Text section »
Though an ‘outside’ cat, I think he’s decided that he lives here. His former owner must have been a fat old woman that smokes! One fine day he wandered by and found my apartment, smelled that smoke, and has not strayed far since.

Actually, I am not new to this, in the past 20 years; I have had two other stray males (cats, ha!) move in with me. They were easy compared to this guy, mainly because I could pet them, handle them, put advantage on, put them in a carrier, etc. Not this guy, and it makes it very difficult for me (physically, and emotionally) to help him.

For the time being, I have three cats! When I go get the mail, or empty the trash, The Sisters follow me, and he does too! I feel like the friggen pied piper; a fat old woman in a wheelchair followed by three cats, two with collars and bells! The neighbors think it is a riot.

I truly hope that California passes that law that pets have to be spayed or neutered unless the owner is a registered breeder.

Data listing »
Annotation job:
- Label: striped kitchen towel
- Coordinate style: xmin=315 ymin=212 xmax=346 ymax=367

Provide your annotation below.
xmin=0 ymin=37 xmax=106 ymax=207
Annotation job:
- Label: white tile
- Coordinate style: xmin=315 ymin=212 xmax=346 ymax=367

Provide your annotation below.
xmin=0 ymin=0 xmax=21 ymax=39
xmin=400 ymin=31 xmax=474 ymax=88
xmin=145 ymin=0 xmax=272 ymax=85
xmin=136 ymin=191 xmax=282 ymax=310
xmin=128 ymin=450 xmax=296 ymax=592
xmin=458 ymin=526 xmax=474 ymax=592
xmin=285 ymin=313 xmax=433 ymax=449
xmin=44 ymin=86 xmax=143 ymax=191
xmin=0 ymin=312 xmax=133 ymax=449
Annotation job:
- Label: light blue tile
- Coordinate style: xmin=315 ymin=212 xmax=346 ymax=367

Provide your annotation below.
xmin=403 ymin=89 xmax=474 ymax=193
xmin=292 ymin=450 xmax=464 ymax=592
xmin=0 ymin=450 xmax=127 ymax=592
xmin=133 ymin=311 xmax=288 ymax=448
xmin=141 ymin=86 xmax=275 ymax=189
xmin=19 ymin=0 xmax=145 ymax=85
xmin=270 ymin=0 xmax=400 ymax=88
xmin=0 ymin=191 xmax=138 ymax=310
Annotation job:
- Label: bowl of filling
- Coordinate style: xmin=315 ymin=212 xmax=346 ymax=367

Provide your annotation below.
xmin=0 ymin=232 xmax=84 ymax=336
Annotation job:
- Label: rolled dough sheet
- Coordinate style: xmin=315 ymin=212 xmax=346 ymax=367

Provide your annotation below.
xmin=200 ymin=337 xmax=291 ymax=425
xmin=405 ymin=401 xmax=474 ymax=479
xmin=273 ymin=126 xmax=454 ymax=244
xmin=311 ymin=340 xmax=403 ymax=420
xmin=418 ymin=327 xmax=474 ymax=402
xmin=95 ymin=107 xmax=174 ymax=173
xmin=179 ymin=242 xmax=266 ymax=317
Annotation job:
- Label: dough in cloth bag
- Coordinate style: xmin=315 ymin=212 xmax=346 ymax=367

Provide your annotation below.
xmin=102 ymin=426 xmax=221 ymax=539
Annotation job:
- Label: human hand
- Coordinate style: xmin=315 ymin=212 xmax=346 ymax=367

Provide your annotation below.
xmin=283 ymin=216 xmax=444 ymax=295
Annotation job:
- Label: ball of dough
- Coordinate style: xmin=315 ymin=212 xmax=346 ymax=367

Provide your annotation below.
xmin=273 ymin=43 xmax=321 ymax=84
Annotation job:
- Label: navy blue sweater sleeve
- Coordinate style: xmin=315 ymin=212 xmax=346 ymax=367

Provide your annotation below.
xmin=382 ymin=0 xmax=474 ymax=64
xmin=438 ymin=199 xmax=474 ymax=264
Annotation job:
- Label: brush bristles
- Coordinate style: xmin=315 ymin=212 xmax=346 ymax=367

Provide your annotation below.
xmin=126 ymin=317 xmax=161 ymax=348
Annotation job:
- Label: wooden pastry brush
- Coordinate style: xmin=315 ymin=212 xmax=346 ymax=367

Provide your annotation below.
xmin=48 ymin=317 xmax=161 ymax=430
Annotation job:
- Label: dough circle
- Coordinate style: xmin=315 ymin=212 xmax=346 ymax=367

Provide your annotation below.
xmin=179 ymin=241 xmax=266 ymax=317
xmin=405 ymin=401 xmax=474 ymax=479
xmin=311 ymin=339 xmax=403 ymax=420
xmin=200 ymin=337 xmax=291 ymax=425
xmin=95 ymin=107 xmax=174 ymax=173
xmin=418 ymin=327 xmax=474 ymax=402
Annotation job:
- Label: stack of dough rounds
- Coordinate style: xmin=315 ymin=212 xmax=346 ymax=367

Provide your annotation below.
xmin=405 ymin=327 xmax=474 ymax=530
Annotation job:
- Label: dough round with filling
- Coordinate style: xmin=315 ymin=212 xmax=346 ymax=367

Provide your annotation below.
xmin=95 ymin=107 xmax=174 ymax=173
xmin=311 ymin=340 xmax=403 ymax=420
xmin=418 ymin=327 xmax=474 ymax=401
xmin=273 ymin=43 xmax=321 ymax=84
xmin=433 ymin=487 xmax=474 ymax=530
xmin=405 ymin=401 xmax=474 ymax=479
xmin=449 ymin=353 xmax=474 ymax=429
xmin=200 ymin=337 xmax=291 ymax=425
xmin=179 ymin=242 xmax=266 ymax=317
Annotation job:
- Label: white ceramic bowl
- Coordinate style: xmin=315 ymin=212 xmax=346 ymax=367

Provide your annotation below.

Required action » Write out the passage about the stray cat word for word, from "For the time" to "it is a riot.".

Response area »
For the time being, I have three cats! When I go get the mail, or empty the trash, The Sisters follow me, and he does too! I feel like the friggen pied piper; a fat old woman in a wheelchair followed by three cats, two with collars and bells! The neighbors think it is a riot.